EXTRAIT DE PAGE:
((
L’Initiatrice

Ayant voyagé, sans un sou vaillant, dans l’entrepont des émigrants, H.P.B. s’installa à New York en juillet 1873 ; elle allait avoir quarante deux ans.
En septembre 1874, dans le cercle spirite de Chittenden (Vermont), elle rencontra le Colonel Olcott, son cadet d’un an. Le colonel enquêta sur les stupéfiantes manifestations d’esprits « surgis de l’Au-delà », dans la ferme des célèbres frères médiums Eddy. C’était un juriste, l’un des trois experts chargés par le gouvernement fédéral de l’enquête sur l’assassinat du Président Lincoln. Olcott soumit les esprits « matérialisés » par William Eddy aux épreuves scientifiques les plus rigoureuses : pesées et mesures dynamométriques, analyse chimique de l’haleine des apparitions. Ce n’était plus les vagues ectoplasmes surgissant habituellement autour d’un médium : c’était des individus vivants qui se matérialisaient et « disparaissent » après avoir dansé et parlé avec les témoins médusés… spirites, journalistes, sceptiques ou simples curieux ! Le Dr. Conan Doyle — père de Sherlock Holmes et médecin de formation — étudia avec admiration les procédures d’examen d’Olcott, dans sa monumentale « Histoire du Spiritisme ». Helena Blavatsky et le Colonel Olcott s’engagèrent alors dans un combat commun : explorer l’inconnu et révéler ses mystères. Pour la jeune femme, il s’agissait de convaincre ses contemporains que le psychisme des vivants provoque ces phénomènes, non les « esprits des morts ». À Philadelphie, en 1874, ils participèrent à une enquête qui révéla les fraudes d’un médium célèbre. Le monde spirite, ébranlé, ne reçut pas favorablement le discours hétérodoxe de cette intruse qui niait le fondement de leur croyance : « royaume spirituel » est le même, c’est le « royaume des morts ». C’était cette confusion qu’Helena Blavatsky voulait montrer et expliciter. Son audience dans ce milieu demeura restreinte. Le Colonel vivait en même temps d’étranges expériences, aux côtés d’Helena : il trouvait dans son courrier des messages des Instructeurs égyptiens de la « Fraternité Hermétique de Louxor », lesquels lui donnaient des directives pour assister H.P.B. dans sa mission. Et de fait, celle-ci, en contact avec différents membres de la Confrérie spirituelle des Maîtres, exécutait en leur nom diverses missions.
))
Lignes de données
((
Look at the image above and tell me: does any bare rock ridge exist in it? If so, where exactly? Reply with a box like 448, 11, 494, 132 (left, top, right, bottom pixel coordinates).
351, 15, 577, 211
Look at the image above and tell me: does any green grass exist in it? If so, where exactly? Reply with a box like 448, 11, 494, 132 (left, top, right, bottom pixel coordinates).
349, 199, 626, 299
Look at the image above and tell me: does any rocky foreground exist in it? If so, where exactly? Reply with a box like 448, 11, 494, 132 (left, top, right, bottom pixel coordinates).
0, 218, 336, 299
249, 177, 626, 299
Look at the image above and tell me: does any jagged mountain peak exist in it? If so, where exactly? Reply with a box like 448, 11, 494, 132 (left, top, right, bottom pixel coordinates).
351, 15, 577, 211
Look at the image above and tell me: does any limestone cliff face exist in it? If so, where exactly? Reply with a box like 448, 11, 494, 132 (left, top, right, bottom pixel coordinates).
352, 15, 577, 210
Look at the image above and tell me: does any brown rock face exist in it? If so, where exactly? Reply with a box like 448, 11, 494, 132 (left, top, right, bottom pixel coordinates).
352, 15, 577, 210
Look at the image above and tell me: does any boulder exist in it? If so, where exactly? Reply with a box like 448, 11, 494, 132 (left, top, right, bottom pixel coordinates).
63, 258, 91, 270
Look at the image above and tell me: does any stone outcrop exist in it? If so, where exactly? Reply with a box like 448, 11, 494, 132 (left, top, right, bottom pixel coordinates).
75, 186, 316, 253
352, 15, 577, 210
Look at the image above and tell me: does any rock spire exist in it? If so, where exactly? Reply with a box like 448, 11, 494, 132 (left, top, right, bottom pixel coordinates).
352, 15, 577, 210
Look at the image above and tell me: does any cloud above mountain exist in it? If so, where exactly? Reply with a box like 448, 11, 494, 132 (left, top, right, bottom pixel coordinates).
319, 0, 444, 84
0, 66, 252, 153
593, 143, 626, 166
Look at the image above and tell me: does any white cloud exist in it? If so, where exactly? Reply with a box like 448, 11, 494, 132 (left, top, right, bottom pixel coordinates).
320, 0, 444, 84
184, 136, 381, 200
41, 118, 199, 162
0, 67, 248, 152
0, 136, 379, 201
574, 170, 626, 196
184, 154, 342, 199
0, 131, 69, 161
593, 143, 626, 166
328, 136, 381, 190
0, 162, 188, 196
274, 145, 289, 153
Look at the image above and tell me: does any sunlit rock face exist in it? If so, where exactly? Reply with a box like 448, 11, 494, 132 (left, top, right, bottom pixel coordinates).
))
OBJECTIF: Recopiez mot pour mot, dans l’extrait consacré à H.P.B. et au colonel Olcott, le passage qui commence par les mots « L’Initiatrice » et s’achève sur « quarante deux ans. ».

RÉPONSE COMPLÈTE:
L’Initiatrice

Ayant voyagé, sans un sou vaillant, dans l’entrepont des émigrants, H.P.B. s’installa à New York en juillet 1873 ; elle allait avoir quarante deux ans.